-- Start The data --

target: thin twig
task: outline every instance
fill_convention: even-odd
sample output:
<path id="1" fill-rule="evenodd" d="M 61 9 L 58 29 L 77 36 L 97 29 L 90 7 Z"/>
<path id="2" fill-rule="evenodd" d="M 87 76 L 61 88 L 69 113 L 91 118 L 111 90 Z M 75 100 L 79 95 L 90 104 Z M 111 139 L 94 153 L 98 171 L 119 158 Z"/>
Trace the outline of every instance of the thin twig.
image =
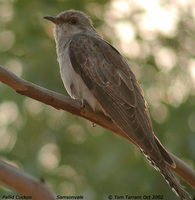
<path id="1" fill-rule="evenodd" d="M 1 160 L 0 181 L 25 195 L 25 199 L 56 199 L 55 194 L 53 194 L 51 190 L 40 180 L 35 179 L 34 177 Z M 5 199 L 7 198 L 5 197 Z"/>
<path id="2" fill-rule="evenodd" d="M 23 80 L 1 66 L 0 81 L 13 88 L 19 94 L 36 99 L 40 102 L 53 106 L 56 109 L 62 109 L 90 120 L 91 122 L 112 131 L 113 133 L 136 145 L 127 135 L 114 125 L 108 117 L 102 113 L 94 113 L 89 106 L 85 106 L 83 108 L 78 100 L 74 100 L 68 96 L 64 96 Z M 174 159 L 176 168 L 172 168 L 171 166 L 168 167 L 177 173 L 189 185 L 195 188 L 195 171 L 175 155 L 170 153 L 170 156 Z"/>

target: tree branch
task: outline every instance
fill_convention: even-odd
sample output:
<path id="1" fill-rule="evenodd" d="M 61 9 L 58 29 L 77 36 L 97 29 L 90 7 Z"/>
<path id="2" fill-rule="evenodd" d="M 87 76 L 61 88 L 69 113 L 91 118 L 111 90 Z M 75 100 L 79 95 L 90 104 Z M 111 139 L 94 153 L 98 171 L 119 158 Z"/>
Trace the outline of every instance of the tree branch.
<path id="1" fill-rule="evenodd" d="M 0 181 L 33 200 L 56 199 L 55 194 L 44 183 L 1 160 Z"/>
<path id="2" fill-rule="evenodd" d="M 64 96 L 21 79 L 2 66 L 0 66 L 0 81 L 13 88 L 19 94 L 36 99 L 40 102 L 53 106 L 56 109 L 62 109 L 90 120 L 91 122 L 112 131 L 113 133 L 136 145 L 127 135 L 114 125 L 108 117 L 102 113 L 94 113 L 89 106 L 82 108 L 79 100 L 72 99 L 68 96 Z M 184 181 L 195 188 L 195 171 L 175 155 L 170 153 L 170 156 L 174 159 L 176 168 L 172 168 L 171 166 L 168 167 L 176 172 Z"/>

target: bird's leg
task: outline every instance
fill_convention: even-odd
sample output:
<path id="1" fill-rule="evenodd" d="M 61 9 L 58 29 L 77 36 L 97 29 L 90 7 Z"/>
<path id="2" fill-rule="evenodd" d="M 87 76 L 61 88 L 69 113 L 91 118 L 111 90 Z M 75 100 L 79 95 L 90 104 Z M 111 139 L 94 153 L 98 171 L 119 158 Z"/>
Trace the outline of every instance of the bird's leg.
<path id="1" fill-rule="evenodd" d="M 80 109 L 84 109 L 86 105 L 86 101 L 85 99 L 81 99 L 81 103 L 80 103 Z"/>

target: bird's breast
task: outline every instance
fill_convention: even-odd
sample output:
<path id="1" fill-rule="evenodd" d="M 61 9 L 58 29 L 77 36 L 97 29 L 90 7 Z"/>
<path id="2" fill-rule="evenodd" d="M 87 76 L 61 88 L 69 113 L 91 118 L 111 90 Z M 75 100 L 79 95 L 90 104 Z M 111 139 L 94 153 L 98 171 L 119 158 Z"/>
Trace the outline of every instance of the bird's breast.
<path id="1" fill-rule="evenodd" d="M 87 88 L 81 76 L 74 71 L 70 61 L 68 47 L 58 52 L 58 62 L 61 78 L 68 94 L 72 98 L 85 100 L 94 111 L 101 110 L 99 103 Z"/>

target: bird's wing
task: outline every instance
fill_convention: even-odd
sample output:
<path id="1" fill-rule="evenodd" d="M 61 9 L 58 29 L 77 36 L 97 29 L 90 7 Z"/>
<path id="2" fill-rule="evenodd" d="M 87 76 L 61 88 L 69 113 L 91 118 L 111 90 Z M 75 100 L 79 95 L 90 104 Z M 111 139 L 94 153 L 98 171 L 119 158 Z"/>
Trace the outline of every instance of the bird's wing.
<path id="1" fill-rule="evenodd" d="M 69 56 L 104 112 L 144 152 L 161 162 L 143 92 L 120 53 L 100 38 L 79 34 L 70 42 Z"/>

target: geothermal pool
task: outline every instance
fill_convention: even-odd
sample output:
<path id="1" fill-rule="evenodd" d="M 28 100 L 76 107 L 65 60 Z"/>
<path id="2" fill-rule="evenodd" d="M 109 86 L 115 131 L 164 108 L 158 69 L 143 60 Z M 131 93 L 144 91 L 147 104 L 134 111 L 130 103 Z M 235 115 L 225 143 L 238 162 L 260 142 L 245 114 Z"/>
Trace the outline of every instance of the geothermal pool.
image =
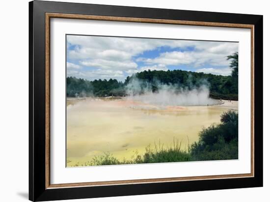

-- End The data --
-- Start The data --

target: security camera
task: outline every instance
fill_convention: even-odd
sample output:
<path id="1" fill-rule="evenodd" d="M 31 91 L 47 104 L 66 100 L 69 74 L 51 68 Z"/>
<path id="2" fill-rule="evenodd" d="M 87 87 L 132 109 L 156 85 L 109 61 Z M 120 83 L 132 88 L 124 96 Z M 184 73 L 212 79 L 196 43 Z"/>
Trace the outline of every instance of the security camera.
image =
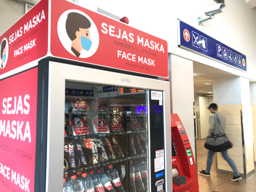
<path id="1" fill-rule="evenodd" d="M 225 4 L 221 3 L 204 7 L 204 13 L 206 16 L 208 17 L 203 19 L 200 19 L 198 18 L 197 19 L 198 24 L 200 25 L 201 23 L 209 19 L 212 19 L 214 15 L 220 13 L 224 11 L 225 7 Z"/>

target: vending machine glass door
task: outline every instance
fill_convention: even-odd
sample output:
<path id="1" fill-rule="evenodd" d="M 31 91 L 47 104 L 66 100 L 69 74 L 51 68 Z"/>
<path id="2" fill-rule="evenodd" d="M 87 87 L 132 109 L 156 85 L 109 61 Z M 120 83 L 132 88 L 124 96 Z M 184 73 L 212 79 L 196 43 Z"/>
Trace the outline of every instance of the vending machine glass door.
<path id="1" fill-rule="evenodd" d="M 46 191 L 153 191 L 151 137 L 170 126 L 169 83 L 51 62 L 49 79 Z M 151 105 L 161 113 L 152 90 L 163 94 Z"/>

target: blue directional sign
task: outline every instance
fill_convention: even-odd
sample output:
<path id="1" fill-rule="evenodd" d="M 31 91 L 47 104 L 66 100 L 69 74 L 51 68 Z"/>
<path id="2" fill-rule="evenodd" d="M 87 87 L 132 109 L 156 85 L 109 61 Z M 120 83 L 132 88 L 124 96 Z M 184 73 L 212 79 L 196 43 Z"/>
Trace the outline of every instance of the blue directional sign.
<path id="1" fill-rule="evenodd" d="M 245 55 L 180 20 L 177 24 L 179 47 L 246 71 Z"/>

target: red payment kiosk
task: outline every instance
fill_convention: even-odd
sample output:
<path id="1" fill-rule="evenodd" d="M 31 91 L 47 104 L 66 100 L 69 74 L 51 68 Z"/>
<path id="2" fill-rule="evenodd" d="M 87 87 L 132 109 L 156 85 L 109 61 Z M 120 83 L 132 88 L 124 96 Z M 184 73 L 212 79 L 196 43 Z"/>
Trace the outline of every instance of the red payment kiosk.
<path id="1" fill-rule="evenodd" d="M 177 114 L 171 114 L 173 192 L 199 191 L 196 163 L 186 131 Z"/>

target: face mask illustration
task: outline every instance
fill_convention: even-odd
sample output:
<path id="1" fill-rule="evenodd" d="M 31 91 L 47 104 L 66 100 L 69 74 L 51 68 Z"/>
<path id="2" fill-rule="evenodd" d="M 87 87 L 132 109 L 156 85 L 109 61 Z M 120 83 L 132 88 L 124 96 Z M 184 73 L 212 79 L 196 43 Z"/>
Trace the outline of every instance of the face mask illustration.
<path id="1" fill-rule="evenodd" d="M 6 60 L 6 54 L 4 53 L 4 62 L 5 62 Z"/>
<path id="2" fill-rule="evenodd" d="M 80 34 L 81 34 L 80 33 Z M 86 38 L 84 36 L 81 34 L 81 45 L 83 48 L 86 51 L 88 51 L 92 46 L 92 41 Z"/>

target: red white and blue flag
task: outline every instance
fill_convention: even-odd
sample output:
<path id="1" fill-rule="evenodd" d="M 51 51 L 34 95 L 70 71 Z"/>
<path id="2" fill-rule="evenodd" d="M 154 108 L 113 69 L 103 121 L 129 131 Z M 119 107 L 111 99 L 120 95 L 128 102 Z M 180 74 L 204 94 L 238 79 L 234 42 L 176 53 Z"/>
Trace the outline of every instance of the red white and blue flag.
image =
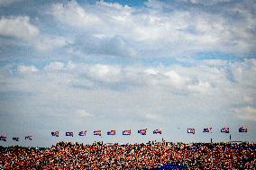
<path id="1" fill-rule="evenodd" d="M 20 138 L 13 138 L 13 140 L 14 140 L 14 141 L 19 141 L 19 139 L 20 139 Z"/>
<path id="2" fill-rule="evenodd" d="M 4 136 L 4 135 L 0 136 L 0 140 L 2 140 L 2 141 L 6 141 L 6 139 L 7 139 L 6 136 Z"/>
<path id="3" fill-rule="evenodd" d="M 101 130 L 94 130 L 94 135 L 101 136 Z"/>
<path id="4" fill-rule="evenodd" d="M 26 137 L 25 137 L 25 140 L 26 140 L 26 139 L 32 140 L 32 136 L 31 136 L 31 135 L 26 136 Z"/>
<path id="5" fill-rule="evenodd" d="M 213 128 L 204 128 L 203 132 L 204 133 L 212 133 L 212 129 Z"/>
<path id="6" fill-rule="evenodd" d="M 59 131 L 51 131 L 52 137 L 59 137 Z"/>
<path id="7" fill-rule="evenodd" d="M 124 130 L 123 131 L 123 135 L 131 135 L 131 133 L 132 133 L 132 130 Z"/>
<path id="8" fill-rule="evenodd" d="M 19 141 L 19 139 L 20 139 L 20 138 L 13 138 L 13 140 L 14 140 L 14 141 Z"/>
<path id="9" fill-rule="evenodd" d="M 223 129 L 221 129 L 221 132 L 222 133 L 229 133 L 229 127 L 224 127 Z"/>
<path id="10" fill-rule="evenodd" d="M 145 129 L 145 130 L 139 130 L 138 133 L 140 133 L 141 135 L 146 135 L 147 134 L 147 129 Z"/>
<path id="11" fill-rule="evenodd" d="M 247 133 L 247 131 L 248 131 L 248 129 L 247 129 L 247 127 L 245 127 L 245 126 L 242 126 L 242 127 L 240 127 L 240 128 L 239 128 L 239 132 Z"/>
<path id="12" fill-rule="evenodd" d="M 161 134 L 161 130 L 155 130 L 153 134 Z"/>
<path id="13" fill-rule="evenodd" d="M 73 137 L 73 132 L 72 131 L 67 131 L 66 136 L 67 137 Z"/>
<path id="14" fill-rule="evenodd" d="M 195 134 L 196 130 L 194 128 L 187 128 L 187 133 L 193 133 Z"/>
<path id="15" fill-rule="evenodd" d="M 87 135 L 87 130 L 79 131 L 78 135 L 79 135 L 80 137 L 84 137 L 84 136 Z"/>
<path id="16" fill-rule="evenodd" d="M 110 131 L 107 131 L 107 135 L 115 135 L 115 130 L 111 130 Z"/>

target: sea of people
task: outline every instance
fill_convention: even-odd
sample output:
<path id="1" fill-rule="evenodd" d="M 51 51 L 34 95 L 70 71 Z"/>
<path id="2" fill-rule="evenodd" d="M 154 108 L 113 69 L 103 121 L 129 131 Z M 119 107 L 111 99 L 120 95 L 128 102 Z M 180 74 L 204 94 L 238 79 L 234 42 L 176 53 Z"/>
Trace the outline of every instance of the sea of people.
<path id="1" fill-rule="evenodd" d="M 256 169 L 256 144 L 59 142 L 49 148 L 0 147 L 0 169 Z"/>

-- End The data --
-- Start The data --

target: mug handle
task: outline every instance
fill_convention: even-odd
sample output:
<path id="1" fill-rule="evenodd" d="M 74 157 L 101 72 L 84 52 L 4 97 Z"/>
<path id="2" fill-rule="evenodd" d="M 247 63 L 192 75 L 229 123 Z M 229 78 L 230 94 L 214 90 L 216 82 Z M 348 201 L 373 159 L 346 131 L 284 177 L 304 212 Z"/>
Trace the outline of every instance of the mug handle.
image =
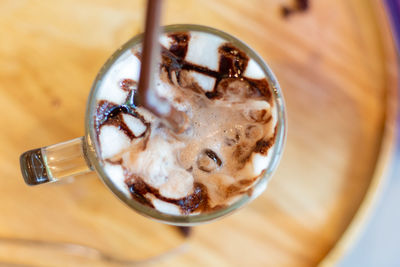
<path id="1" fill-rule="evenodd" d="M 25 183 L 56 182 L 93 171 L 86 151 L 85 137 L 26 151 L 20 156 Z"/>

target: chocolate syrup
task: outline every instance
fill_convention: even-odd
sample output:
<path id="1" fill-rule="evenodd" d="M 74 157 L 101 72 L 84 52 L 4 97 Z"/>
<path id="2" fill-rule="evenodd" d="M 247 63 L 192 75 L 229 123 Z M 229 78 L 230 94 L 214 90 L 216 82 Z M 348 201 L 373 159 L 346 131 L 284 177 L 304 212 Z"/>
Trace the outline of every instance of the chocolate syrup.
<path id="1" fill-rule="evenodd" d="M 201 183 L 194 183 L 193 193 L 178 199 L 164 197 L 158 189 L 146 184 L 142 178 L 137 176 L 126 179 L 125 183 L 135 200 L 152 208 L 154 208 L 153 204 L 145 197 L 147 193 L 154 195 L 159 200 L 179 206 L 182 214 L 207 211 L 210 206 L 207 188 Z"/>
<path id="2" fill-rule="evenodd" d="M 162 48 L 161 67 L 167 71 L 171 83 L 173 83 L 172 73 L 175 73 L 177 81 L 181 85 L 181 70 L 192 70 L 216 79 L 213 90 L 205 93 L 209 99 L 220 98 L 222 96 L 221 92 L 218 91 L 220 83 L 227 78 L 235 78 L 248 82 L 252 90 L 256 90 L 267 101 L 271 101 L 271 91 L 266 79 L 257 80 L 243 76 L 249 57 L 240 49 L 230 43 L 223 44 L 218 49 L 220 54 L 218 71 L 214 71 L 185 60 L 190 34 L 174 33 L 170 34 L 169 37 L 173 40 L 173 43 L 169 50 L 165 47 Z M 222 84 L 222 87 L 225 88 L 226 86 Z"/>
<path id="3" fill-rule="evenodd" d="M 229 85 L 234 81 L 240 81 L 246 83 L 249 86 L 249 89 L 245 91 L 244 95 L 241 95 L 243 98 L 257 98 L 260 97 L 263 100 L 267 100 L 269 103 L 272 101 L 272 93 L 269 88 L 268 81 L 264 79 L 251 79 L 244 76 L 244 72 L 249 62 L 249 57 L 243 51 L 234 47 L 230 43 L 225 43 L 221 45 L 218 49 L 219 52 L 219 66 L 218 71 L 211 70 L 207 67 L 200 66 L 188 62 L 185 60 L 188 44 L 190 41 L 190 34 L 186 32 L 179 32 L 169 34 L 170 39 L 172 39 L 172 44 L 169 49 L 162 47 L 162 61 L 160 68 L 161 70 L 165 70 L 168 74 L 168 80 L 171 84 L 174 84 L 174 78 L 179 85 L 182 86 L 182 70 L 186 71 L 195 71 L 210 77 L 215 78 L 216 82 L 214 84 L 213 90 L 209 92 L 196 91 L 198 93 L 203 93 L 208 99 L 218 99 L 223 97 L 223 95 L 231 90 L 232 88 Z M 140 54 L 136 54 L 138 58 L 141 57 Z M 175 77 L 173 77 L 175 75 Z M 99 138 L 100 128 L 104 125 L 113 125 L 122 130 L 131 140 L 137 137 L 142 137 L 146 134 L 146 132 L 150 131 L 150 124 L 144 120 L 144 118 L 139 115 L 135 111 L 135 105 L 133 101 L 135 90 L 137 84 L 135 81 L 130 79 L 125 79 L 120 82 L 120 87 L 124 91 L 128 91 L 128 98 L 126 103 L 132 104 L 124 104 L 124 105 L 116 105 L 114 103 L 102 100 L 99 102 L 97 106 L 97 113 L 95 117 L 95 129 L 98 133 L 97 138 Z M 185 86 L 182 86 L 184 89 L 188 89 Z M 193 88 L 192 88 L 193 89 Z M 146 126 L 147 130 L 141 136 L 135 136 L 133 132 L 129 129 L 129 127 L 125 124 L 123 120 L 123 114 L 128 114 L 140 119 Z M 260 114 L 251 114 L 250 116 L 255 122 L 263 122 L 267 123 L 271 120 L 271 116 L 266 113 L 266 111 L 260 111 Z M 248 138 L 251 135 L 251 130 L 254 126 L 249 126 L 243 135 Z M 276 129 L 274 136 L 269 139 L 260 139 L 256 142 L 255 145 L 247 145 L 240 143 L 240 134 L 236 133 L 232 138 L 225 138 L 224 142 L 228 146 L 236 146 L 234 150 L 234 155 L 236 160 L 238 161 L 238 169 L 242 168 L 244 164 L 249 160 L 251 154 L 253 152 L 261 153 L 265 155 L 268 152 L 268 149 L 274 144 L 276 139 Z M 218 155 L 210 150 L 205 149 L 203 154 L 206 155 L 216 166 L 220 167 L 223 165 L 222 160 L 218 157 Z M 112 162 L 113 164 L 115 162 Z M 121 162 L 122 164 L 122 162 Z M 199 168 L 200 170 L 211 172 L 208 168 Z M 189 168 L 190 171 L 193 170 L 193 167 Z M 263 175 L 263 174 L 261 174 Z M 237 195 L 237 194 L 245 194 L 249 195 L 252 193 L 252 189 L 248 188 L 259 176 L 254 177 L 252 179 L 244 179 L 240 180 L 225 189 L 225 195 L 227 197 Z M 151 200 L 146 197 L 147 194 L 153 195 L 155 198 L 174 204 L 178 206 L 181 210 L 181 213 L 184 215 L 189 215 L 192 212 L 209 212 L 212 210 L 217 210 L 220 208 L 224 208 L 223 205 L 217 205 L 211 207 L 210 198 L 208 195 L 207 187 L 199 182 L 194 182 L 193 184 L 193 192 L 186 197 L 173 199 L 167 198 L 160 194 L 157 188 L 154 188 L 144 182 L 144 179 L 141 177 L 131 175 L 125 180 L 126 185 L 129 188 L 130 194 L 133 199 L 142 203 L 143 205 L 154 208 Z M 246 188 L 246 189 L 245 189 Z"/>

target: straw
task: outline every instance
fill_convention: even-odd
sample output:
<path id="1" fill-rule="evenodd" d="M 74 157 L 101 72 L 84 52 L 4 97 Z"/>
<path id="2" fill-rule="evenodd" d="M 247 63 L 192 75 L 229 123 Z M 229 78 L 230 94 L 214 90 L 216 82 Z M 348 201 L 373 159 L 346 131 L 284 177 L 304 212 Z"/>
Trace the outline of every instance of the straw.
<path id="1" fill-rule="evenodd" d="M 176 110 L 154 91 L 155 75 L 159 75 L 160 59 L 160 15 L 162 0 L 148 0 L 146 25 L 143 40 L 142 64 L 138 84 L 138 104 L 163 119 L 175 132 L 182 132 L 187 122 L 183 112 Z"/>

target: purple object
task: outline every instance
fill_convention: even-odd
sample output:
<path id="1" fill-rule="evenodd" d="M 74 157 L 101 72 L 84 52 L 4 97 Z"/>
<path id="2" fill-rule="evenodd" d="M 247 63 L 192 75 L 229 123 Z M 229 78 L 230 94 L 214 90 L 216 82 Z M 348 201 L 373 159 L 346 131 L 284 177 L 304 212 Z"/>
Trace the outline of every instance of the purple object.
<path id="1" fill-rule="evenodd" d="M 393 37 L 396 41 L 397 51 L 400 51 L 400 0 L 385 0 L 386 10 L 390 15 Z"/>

-- End The data --

-- Problem statement --
Edit the lines of the listing starting at the one that contains "target: red white and blue flag" and ending at the one that contains "161 134 L 161" by replacing "instance" with "occurrence" and leaving everything else unchanged. Return only those lines, without the pictures.

-- Expected answer --
target: red white and blue flag
task: outline every occurrence
fill_convention: even-odd
sample output:
<path id="1" fill-rule="evenodd" d="M 51 51 L 34 95 L 70 71 Z"/>
<path id="2" fill-rule="evenodd" d="M 154 108 L 113 69 L 103 121 L 129 131 Z M 119 107 L 111 99 L 120 95 L 128 102 Z M 180 74 L 204 94 L 238 79 L 234 42 L 176 53 Z"/>
Trace the outline of every occurrence of the red white and blue flag.
image =
<path id="1" fill-rule="evenodd" d="M 20 138 L 13 138 L 13 140 L 14 140 L 14 141 L 19 141 L 19 139 L 20 139 Z"/>
<path id="2" fill-rule="evenodd" d="M 4 136 L 4 135 L 0 136 L 0 140 L 2 140 L 2 141 L 6 141 L 6 139 L 7 139 L 6 136 Z"/>
<path id="3" fill-rule="evenodd" d="M 101 130 L 94 130 L 94 135 L 101 136 Z"/>
<path id="4" fill-rule="evenodd" d="M 26 137 L 25 137 L 25 140 L 26 140 L 26 139 L 32 140 L 32 136 L 31 136 L 31 135 L 26 136 Z"/>
<path id="5" fill-rule="evenodd" d="M 213 128 L 204 128 L 203 132 L 204 133 L 212 133 L 212 129 Z"/>
<path id="6" fill-rule="evenodd" d="M 59 131 L 51 131 L 52 137 L 59 137 Z"/>
<path id="7" fill-rule="evenodd" d="M 124 130 L 123 131 L 123 135 L 131 135 L 131 133 L 132 133 L 132 130 Z"/>
<path id="8" fill-rule="evenodd" d="M 19 141 L 19 139 L 20 139 L 20 138 L 13 138 L 13 140 L 14 140 L 14 141 Z"/>
<path id="9" fill-rule="evenodd" d="M 223 129 L 221 129 L 221 132 L 222 133 L 229 133 L 229 127 L 224 127 Z"/>
<path id="10" fill-rule="evenodd" d="M 145 129 L 145 130 L 139 130 L 138 133 L 140 133 L 141 135 L 146 135 L 147 134 L 147 129 Z"/>
<path id="11" fill-rule="evenodd" d="M 247 133 L 247 131 L 248 131 L 248 129 L 247 129 L 247 127 L 245 127 L 245 126 L 242 126 L 242 127 L 240 127 L 240 128 L 239 128 L 239 132 Z"/>
<path id="12" fill-rule="evenodd" d="M 161 134 L 161 130 L 155 130 L 153 134 Z"/>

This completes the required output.